━━━━━ Material for this task

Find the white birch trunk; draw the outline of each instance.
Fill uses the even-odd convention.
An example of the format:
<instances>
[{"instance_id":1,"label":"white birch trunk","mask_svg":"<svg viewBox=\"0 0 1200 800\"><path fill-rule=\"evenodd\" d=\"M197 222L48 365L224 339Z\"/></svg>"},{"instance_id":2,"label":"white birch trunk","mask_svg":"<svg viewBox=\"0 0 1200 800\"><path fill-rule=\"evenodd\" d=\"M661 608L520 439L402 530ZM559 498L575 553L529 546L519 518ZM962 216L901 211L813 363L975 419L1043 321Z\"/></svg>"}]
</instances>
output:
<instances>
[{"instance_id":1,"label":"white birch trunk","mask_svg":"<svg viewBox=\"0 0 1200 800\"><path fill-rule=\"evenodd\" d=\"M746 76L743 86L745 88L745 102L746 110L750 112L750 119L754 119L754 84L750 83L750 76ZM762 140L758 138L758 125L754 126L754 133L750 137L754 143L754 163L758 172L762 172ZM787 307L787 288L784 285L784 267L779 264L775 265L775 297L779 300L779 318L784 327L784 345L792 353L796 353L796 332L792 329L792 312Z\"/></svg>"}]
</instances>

━━━━━━━━━━

▶ **Exercise prompt**
Return all of the lines above verbatim, without altering any character.

▶ **Exercise response**
Find the white birch trunk; draw the outline of each instance.
Fill uses the even-odd convention.
An example of the format:
<instances>
[{"instance_id":1,"label":"white birch trunk","mask_svg":"<svg viewBox=\"0 0 1200 800\"><path fill-rule=\"evenodd\" d=\"M197 222L48 365L224 339Z\"/></svg>"},{"instance_id":2,"label":"white birch trunk","mask_svg":"<svg viewBox=\"0 0 1200 800\"><path fill-rule=\"evenodd\" d=\"M661 608L520 439L402 530ZM559 498L575 553L529 546L519 518ZM962 216L901 211L813 363L975 419L1043 321Z\"/></svg>"}]
</instances>
output:
<instances>
[{"instance_id":1,"label":"white birch trunk","mask_svg":"<svg viewBox=\"0 0 1200 800\"><path fill-rule=\"evenodd\" d=\"M746 76L743 86L745 88L745 102L746 110L750 112L750 119L754 119L754 84L750 83L750 76ZM762 140L758 138L758 125L754 126L754 133L750 137L754 143L754 163L758 172L762 172ZM787 307L787 288L784 285L784 267L779 264L775 265L775 297L779 300L779 318L784 327L784 345L792 353L796 353L796 332L792 329L792 312Z\"/></svg>"}]
</instances>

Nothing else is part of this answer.